AIM OF THE TASK: In the Craven excerpt below, set down everything from "Then there was" down to "Fulham Football Club." word for word.

PAGE EXCERPT:
________

One of William’s descendants, the third Earl of Craven, was a customer of the Spanish-British tobacconist Don José Joaquin Carreras, who named a special blend after him. Craven A cigarettes, introduced in 1921, were the first machine-made cork-tipped cigarettes on the market; the brand is now owned by Rothmans, Benson & Hedges Inc. and manufactured in Canada, Jamaica, and Vietnam. (Hat tip: Benjamin Dreyer.)
Then there was the sixth Baron Craven, also named William, who built Craven “Cottage” in Fulham, London, in 1780. The building was used as a royal hunting lodge until it was destroyed by fire in 1888; after it was rebuilt it became the home ground of Fulham Football Club.
There are plenty of other Cravens as well.
I don’t know whether horror-film director Wes Craven (1939-2015) was related to the British aristocrats. Image source.
Then there are the odd non-cowardly, non-surname Cravens, such as Craven Wings in Seymour, Tennessee. There’s no explanation of the name on the website, but it seems to play on “crave.” On the other hand, “chicken” is a synonym for “coward,” so maybe they want to have it both ways.

________

Items listed in a dataset:
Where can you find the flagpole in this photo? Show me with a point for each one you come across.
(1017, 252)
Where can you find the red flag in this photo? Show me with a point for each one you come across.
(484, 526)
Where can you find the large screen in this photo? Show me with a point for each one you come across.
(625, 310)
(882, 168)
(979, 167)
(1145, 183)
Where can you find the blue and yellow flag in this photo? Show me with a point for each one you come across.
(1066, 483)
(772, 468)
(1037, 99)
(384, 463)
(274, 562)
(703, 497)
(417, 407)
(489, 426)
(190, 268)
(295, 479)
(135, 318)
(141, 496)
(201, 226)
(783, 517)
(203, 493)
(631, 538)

________

RESULT:
Then there was the sixth Baron Craven, also named William, who built Craven “Cottage” in Fulham, London, in 1780. The building was used as a royal hunting lodge until it was destroyed by fire in 1888; after it was rebuilt it became the home ground of Fulham Football Club.